§ Énoncé écrit:
D'après l'extrait sur la poésie perdue, à quel esprit la forme lyrique ou gnomique, toujours concise, était-elle le mieux assortie ?

§ Extrait de texte:
Ne suffit-il pas de ce fragment de quelques vers, comme d’un débris d’inscription mutilée, pour donner à l’esprit curieux qui nous lira l’idée de cette poésie perdue ? Quel homme de goût, sur ce peu de mots conservés, ne rêvera pas plus que nous ne saurions dire ? Cette poésie avait dû prendre bien d’autres caractères, toucher bien d’autres sujets, probablement sous cette forme lyrique ou gnomique, mais toujours concise, qui, ce semble, était le mieux assortie à l’esprit sévère et occupé de Sparte.

  1. Εὔδουσιν δ’ὀρνέων κορυφαί τε καὶ φάραγγες,
    πρώονές τε καὶ χαράδραι,
    φῦλά τε ἕρπετὰ θ’ ὄσσα τρέφει μέλαινα γαῖα,
    θῆρές ὀρεσκῷοι τε καὶ γένος μελισσᾶν
    καὶ κνώδαλ’ ἐν βένθεσσι πορφυρέης ἁλός·
    εὕδουσιν δ’ οἰωνῶν φῦλα τανυπτερύγων.

    Poet. lyr. græc., ed. Bergk, p. 549.

§ Données enregistrées:
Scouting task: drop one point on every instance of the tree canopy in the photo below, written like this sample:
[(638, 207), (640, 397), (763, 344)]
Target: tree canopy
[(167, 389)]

§ Exercice résolu:
À l'esprit sévère et occupé de Sparte.